**WHAT NEEDS TO BE DONE**
Copy each line below exactly as it appears. Pictures are to be omitted.

**DATA SHOWN**
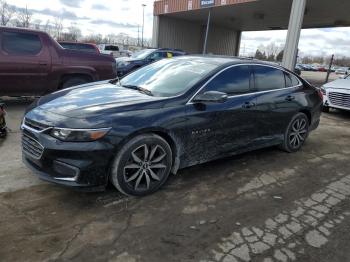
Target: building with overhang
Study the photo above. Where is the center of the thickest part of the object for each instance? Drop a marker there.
(215, 26)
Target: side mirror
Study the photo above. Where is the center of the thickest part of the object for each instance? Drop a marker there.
(211, 97)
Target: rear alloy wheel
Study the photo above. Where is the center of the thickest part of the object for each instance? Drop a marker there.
(142, 166)
(296, 134)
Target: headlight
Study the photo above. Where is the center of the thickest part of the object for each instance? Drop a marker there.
(123, 64)
(79, 135)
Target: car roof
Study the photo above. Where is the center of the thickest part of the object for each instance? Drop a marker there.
(226, 60)
(21, 29)
(75, 43)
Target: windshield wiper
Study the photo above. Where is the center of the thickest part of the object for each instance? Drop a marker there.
(140, 89)
(115, 81)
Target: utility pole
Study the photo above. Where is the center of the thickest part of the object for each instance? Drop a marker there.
(138, 35)
(207, 33)
(330, 68)
(143, 21)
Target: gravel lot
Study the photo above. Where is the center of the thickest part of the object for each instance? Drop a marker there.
(261, 206)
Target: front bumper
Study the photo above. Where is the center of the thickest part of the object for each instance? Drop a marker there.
(80, 165)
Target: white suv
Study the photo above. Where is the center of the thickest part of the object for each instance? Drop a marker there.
(336, 94)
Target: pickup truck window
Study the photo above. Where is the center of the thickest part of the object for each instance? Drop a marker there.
(21, 43)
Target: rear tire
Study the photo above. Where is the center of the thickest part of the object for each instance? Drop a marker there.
(296, 133)
(142, 166)
(74, 81)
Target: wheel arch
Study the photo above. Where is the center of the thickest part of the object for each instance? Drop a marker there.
(308, 114)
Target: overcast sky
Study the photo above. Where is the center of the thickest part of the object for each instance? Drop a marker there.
(94, 16)
(116, 16)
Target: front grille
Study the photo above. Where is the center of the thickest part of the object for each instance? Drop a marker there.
(31, 147)
(339, 99)
(35, 125)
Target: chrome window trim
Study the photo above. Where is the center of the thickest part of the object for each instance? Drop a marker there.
(24, 126)
(190, 101)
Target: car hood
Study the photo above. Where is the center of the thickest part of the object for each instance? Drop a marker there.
(92, 99)
(339, 84)
(127, 59)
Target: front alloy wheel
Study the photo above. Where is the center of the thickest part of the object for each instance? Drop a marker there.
(142, 166)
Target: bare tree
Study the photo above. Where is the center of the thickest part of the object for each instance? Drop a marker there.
(37, 24)
(57, 28)
(6, 13)
(24, 18)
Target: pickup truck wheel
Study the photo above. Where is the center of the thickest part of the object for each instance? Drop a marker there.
(73, 81)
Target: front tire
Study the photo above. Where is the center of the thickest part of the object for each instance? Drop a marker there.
(296, 133)
(325, 109)
(142, 166)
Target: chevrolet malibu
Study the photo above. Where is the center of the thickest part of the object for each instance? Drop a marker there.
(171, 114)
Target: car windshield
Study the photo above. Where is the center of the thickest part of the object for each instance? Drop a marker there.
(168, 77)
(142, 54)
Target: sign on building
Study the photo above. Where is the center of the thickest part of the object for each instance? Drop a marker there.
(207, 3)
(189, 7)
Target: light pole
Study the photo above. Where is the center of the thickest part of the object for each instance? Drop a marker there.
(143, 21)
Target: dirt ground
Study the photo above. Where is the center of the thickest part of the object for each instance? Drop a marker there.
(261, 206)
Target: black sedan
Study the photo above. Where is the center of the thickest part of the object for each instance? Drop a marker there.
(163, 117)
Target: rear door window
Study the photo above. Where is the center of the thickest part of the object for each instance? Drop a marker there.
(21, 43)
(268, 78)
(233, 81)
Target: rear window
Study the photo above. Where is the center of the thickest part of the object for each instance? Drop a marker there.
(80, 47)
(268, 78)
(21, 43)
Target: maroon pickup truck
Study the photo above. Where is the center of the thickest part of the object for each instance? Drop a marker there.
(33, 63)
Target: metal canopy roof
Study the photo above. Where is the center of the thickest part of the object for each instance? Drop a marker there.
(266, 14)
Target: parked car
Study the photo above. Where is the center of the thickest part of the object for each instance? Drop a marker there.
(33, 63)
(144, 57)
(336, 94)
(168, 115)
(342, 71)
(86, 47)
(298, 70)
(112, 50)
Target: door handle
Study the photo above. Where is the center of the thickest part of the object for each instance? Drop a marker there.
(248, 105)
(290, 98)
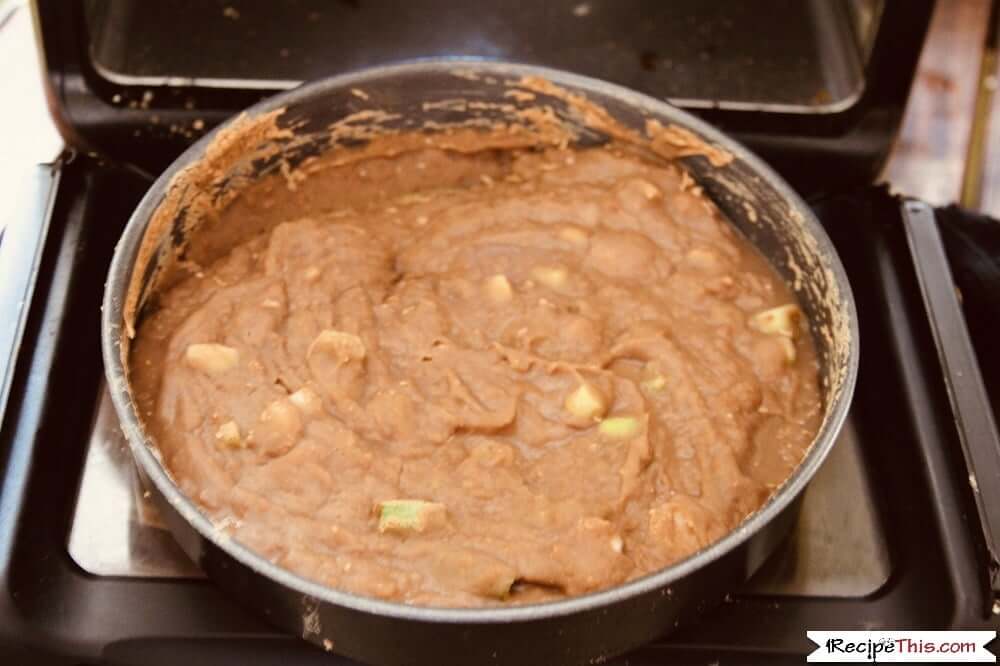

**ANSWER TO THE PROBLEM**
Target: building with overhang
Study the photo above. Where is the center of the thickest part of the object for each instance? Drop a marker there.
(215, 26)
Target: side mirror
Study the photo above. Where is the center of the thickest part of the object for each instance? Drop a marker there.
(211, 97)
Target: rear alloy wheel
Study the photo above. Where is the center of the thickest part of the object for each instance? Drop a marker there.
(142, 166)
(296, 134)
Target: headlight
Study the photo above. Where is the center of the thickest part of the object for each instance? Drop a marker there.
(123, 64)
(79, 135)
Target: car roof
Study the photo above. Where is the center of the thickest part of the object for each instance? Drop a marker there.
(226, 60)
(21, 29)
(75, 43)
Target: windshield wiper
Study the photo above. Where is the center of the thickest part of the object for each instance? Drop a marker there.
(140, 89)
(115, 81)
Target: utility pole
Study the photo above. Where is the center of the thickest part of the object for each instance? Drop a marker there.
(138, 35)
(207, 33)
(330, 68)
(143, 21)
Target: gravel lot
Study the photo above. Where is the center of the thickest part of the object for each instance? Drop a marker there.
(261, 206)
Target: front bumper
Study the photo above. Where is the center of the thickest part of the object for each instance? Drop a marker there.
(80, 165)
Target: white suv
Study the photo above. Where is the center of the thickest part of the object for each instance? Drop a marker there.
(336, 94)
Target: pickup truck window
Study the photo above. Where is the center of the thickest part of the object for each instance? Drop a marker there.
(21, 43)
Target: rear tire
Study the photo above. Where is the center of the thickest part of the object for each instance? Drop a marker there.
(296, 133)
(142, 166)
(74, 81)
Target: wheel arch
Study the photo above. Where is the center of the thickest part of the object for each instance? Drop a marker there.
(308, 114)
Target: overcast sky
Study the photo above. Where is the center of the thickest part of the object for each instance? Drop a marker there.
(94, 16)
(116, 16)
Target: front grille
Study the photo above. Where is the center of the thickest part of the object for each instance? Drop a marker there.
(31, 147)
(339, 99)
(35, 125)
Target: chrome window trim
Study the photo above. Where is the center of the thickest part of the object for each instance? Drop a marker there.
(24, 126)
(190, 101)
Target: car hood
Study the photo above. Where is the center of the thickest part of the object for each instance? Drop a marker there.
(92, 99)
(339, 84)
(127, 59)
Target: front alloy wheel
Study the photo above. Where is the center of the thickest part of the object for each instance? Drop a marker there.
(142, 166)
Target: bare tree
Study the photo above. Where is the center of the thickest part of the object for each instance? Drop a marker there.
(37, 24)
(57, 28)
(6, 13)
(24, 18)
Target: pickup truck wheel
Study the photo above. Where is the center of the thickest part of the object for each instance? Drop a marker there.
(73, 81)
Target: front tire
Study the photo above. Where is the center of the thickest part of the object for each instance? Drop a marker there.
(296, 133)
(325, 109)
(142, 166)
Target: chevrolet malibu
Study the photo above. Where is the center of the thickest part of the object for each instance? Drop a marker there.
(171, 114)
Target: car windshield
Study the photo above. Where is the center of the thickest part of the object for each instance? Drop a marker there.
(168, 77)
(142, 54)
Target: sign on building
Study the photo above. Where is the center of the thickest part of the object for each instance? Drop a marker there.
(207, 3)
(189, 7)
Target: light pole
Study the photo above. Where is the center of the thickest part of the object for each instance? Drop a marker there.
(143, 21)
Target: dirt ground
Study the photo above. Where is the center of the thickest part of the object for each instance? Drop a marker there.
(261, 206)
Target: black sedan
Study the photo above. Where is the center of the thickest part of the object for each instance? Drop a marker there.
(163, 117)
Target: rear door window
Study the photo above. Where is the center of the thickest part of the object for each instance? Drop a marker there.
(21, 43)
(268, 78)
(233, 81)
Target: rear window
Study the photo above. Where is the center of the thickest part of the object for each instance? Drop a marker there.
(80, 47)
(268, 78)
(21, 43)
Target: maroon pickup truck
Study the photo above. Where is the center of the thickest part of the object for each instance? Drop a marker there.
(33, 63)
Target: metal canopy roof
Study the photo above. Where is the center of the thickest part of the object for each instance? Drop a marker there.
(266, 14)
Target: parked car
Study the photo above. Where is the center of the thickest part of the object for each instance? Drop a marker there.
(33, 63)
(144, 57)
(336, 94)
(168, 115)
(342, 71)
(86, 47)
(298, 70)
(112, 50)
Target: door handle
Study the photo above. Where is the center of the thickest part of the object for each instance? Drop a marker there.
(248, 105)
(290, 98)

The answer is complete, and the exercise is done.